(Entries taken from a collection)
____________________

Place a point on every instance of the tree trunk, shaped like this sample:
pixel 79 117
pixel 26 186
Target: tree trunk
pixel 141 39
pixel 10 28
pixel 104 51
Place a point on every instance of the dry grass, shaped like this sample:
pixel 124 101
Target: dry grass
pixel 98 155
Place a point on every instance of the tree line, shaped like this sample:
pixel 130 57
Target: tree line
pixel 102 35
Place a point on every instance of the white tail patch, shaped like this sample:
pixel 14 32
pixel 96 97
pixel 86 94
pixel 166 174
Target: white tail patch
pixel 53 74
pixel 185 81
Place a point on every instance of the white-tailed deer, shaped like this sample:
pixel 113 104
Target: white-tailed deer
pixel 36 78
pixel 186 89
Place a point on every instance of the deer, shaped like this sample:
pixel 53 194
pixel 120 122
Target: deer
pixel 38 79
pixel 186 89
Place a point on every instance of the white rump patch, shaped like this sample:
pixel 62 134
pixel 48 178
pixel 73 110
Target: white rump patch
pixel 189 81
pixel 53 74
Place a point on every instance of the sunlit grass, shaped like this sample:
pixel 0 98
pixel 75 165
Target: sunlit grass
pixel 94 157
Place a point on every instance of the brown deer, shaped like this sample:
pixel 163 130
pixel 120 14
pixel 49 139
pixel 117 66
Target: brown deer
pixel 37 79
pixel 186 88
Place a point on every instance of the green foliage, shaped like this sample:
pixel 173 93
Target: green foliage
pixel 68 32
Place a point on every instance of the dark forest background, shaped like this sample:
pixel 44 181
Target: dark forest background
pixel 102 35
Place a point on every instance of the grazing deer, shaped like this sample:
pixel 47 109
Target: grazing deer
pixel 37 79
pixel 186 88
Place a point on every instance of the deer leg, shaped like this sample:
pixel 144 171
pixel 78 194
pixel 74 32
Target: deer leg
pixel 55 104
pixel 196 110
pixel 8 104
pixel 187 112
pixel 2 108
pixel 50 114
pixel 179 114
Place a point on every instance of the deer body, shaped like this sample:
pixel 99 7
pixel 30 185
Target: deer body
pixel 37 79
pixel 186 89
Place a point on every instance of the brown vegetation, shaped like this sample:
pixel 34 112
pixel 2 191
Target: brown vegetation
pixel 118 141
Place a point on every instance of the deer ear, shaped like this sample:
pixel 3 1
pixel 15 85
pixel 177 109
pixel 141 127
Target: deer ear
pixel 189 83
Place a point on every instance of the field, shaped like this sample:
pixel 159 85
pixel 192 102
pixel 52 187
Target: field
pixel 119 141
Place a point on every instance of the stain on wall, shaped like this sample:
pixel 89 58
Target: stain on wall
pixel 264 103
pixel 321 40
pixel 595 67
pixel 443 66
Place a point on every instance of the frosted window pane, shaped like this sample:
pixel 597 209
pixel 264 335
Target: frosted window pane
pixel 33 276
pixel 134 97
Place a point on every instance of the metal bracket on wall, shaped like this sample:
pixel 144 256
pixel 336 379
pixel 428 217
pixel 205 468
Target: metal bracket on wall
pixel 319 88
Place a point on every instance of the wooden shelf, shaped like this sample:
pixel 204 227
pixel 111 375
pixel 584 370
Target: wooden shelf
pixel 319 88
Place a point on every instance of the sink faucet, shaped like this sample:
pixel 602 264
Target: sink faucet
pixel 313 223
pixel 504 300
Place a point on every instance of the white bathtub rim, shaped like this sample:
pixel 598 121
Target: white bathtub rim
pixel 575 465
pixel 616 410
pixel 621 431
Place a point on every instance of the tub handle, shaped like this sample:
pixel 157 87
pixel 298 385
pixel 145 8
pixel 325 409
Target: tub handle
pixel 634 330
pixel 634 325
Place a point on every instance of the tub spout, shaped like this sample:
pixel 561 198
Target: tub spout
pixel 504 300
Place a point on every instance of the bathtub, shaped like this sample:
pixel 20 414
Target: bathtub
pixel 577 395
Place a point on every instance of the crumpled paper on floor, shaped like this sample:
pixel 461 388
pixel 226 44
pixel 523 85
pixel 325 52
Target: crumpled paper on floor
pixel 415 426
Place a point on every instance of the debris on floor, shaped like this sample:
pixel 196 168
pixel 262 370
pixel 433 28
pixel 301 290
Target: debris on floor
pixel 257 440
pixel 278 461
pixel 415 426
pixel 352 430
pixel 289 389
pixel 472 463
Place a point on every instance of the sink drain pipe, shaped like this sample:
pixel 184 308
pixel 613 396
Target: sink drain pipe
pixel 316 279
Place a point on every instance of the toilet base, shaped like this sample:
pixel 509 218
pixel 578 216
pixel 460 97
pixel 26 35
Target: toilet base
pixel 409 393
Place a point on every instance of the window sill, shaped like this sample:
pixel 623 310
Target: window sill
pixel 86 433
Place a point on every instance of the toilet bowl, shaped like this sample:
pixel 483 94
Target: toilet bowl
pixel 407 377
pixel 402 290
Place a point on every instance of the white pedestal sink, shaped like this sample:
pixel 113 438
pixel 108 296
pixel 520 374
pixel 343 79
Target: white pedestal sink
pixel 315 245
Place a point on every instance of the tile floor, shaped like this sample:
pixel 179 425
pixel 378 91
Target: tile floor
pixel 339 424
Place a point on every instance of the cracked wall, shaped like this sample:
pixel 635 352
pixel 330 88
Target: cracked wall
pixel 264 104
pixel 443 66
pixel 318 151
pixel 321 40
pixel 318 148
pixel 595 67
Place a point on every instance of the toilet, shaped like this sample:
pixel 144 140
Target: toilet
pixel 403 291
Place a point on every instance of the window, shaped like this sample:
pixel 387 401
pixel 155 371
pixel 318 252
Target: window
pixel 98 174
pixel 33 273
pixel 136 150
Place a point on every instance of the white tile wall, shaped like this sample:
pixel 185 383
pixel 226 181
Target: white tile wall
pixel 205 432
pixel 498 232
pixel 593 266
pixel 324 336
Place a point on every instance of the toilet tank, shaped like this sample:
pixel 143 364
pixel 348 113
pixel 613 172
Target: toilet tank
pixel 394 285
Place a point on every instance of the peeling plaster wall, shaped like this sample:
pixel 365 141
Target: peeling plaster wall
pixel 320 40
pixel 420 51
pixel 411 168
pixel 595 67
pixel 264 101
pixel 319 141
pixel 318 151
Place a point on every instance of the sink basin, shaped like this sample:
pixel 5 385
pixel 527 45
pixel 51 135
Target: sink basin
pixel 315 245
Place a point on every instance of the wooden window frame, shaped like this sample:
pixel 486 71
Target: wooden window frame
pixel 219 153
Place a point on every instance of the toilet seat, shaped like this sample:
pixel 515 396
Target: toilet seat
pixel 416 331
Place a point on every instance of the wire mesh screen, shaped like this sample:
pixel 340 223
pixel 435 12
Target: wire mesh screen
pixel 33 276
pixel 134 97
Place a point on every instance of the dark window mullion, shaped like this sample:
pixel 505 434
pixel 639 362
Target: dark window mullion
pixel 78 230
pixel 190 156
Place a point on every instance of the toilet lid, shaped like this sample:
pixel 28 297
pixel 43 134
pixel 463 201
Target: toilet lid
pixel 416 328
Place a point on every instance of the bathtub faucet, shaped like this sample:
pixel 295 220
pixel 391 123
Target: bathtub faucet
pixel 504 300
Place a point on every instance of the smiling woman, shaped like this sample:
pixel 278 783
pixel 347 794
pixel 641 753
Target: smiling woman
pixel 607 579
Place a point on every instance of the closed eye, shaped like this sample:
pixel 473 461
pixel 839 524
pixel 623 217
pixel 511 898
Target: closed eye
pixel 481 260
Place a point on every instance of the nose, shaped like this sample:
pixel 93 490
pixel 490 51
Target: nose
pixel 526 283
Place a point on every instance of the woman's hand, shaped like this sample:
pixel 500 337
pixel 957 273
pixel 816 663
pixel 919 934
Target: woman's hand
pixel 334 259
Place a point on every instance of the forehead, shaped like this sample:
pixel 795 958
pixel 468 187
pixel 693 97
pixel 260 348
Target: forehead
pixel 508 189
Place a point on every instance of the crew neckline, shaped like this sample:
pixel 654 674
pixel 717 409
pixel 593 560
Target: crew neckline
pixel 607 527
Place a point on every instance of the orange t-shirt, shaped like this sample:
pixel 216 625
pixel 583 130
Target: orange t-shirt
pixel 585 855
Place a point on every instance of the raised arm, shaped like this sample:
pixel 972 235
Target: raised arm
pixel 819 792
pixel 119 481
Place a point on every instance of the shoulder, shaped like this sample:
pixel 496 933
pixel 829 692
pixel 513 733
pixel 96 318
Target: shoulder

____________________

» **WORK TO COMPLETE**
Can you rewrite the records from the line containing "Place a point on every instance of the tile" through the line containing "pixel 339 424", substituting "stone floor" for "tile floor" and leaving everything else unchanged?

» **EXERCISE RESPONSE**
Place a point on every instance of the stone floor, shaped like this sample:
pixel 179 425
pixel 378 91
Target: stone floor
pixel 339 424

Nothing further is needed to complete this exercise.